> WORK INSTRUCTION:
Continue the reflection on not dwelling on the past from where it stops.

> DOCUMENT EXTRACT:

————————

Do we constantly or frequently mourn the past?  That is, do we think constantly about how things used to be better in the past in our lives?  Or, perhaps, we think about how things could have been better then or would be better today had we done such-and-so then instead?

 

Since things keep changing in this life, we have to be willing to face and adapt to events in our lives. We also have to avoid constantly being depressed about bad decisions we have made in past years.  The same goes for thinking constantly about awful events or trials that hit our lives that were beyond our control.  Fundamentally, God wants us to be meditating on our spiritual futures in His kingdom rather than on what went wrong years ago that can’t be changed now.

 

S.P.S. We as Christians have to avoid excessively dwelling emotionally on past failures, bad events, and sinful decisions in our physical and spiritual lives.

————————

> THE DATA:
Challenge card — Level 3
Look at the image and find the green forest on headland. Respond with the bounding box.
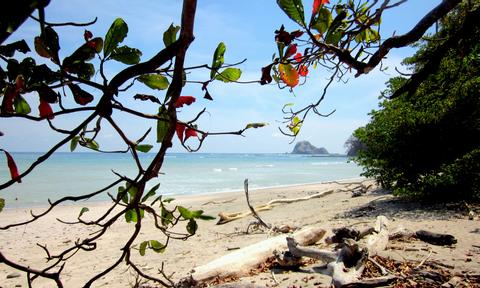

————————

> EXERCISE RESPONSE:
Phil. 2:4-15

 

Notice Paul’s focus on his spiritual future, not on what achievements or status he had had in the past.  During our random mental meditations during the day, what do we focus on?  When we don’t have to mentally concentrate on the job or ask at hand, what do we think about?  Do we think a lot about what went wrong years ago in our lives?  It could be something totally beyond our control, as happened to Queen Victoria, in which an infectious disease sudden killed her middle-aged husband.  Think of those who have had the emotional heartbreak of burying their son or daughter.  It could be something that was largely under our control, like what career, job, or education we should gotten instead earlier in life.  It may be something that was partially controllable, such as the events that led up to a divorce.  (For their children, about as stoppable as an earthquake, however).

 

Once a situation has been analyzed enough times, do we need to keep bringing it up mentally?  Does reliving the past really fix it?  Constantly mentally thinking about ways we wasted a lot of money or married the wrong person, to name two examples, doesn’t change the past.  Instead, the goal is to learn what’s necessary be in the right place in the future, in God’s kingdom.

 

Opposite error, of dwelling on good, nostalgic things of past also exists.  Bruce Springsteen’s song, “Glory Days,” about high school days considered years later when talks to people who he knew back then.  Baseball pitcher kept talking about then, or attractive girl, since married, made a mother, and divorced, thinking about years earlier.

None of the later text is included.